Image region labeling records >>
↓

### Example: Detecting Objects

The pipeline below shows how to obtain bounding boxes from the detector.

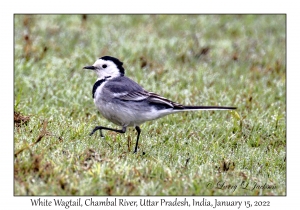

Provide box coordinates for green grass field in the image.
[14,15,286,195]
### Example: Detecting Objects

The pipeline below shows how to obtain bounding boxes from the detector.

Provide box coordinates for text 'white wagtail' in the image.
[84,56,236,153]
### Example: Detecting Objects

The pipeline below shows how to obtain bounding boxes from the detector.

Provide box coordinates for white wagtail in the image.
[83,56,236,153]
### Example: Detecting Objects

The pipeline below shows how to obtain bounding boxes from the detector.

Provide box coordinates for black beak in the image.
[83,66,96,70]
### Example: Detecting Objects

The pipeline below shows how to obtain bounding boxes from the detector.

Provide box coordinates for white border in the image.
[0,0,300,209]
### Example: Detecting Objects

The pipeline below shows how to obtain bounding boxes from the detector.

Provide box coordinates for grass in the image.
[14,15,286,195]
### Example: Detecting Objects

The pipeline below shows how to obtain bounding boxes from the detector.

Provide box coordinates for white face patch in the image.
[93,59,121,79]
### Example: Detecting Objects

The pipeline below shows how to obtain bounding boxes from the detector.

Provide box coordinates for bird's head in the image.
[83,56,125,79]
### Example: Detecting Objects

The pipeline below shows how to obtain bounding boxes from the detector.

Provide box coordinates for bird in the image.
[83,55,236,153]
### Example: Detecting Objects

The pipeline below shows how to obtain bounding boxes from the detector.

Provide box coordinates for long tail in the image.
[184,106,236,110]
[173,106,236,112]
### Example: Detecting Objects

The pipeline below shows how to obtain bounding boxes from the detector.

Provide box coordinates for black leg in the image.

↑

What needs to be done >>
Reproduce every one of the records above word for word, leaving out the pictures.

Result for this exercise >>
### Example: Detecting Objects

The pipeline below shows how to obtain bounding boxes from the detector.


Provide box coordinates for green grass field in the image.
[14,15,286,195]
### Example: Detecting Objects

The pipeline below shows how to obtain bounding boxes from the detector.

Provide box coordinates for text 'white wagtail' in the image.
[84,56,236,153]
### Example: Detecting Objects

The pipeline below shows how to obtain bounding boxes from the detector.

Provide box coordinates for white wagtail in the image.
[83,56,236,153]
### Example: Detecting Objects

The pipeline below shows how to obtain bounding boxes from the detector.

Provide box coordinates for black beak in the image.
[83,66,96,70]
### Example: Detecting Objects

The pipeline below shows how to obtain bounding boxes from the detector.

Provide box coordinates for white border in the image.
[0,0,300,209]
### Example: Detecting Objects

The pipeline below shows how to obtain bounding boxes from the detector.

Provide box coordinates for grass in the image.
[14,15,286,195]
### Example: Detecting Objects

The pipeline below shows how to obtain bounding boxes from the detector.

Provide box coordinates for white face patch in the image.
[93,59,121,79]
### Example: Detecting Objects

The pipeline below shows how to obtain bounding boxes from the detector.

Provide box coordinates for bird's head in the image.
[83,56,125,79]
### Example: Detecting Objects

The pipeline below shows how to obtain bounding boxes from the detector.

Provide box coordinates for bird in the image.
[83,55,236,153]
### Example: Detecting Objects

The pipeline below shows how to obtain bounding boxes from the detector.

Provide box coordinates for long tail in the image.
[184,106,236,110]
[173,106,236,112]
### Example: Detecting Objects

The pipeline below shows how to obtain bounding boxes from the detector.

Provide box coordinates for black leg in the image.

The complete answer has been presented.